(Stored data)
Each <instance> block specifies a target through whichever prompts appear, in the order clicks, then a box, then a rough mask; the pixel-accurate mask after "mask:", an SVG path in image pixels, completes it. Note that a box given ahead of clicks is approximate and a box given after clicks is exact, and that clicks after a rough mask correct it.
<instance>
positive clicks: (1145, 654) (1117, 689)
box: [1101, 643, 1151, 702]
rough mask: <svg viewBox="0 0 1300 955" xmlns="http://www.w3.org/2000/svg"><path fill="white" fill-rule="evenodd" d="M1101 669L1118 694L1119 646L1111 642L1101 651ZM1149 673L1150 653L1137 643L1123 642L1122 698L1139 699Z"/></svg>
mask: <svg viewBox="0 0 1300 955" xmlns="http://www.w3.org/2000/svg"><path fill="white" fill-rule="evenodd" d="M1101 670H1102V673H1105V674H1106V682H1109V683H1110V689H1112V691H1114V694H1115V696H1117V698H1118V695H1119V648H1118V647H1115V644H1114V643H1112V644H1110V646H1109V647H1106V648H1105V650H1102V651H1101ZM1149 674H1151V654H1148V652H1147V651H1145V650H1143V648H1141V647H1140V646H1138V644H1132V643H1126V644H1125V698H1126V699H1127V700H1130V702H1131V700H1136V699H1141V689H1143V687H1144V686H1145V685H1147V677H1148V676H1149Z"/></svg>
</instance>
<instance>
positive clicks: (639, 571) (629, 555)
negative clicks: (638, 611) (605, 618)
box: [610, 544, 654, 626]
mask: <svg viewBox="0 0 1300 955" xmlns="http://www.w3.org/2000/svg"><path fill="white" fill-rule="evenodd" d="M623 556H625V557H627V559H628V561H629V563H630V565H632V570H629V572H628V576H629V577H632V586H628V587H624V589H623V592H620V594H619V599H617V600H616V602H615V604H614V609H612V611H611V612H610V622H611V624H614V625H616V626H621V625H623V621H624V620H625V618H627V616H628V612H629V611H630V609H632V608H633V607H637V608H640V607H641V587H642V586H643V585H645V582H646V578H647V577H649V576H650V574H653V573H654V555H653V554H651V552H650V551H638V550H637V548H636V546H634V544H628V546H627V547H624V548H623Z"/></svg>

WORK INSTRUCTIONS: Recast the listing from the line containing "</instance>" up to and including the line containing "box: [610, 544, 654, 626]" as a JSON list of strings, one string per line and blank lines left out.

SOLUTION TO THIS EXERCISE:
[
  "</instance>",
  "<instance>",
  "positive clicks: (639, 571) (629, 555)",
  "negative clicks: (638, 611) (605, 618)",
  "box: [610, 544, 654, 626]"
]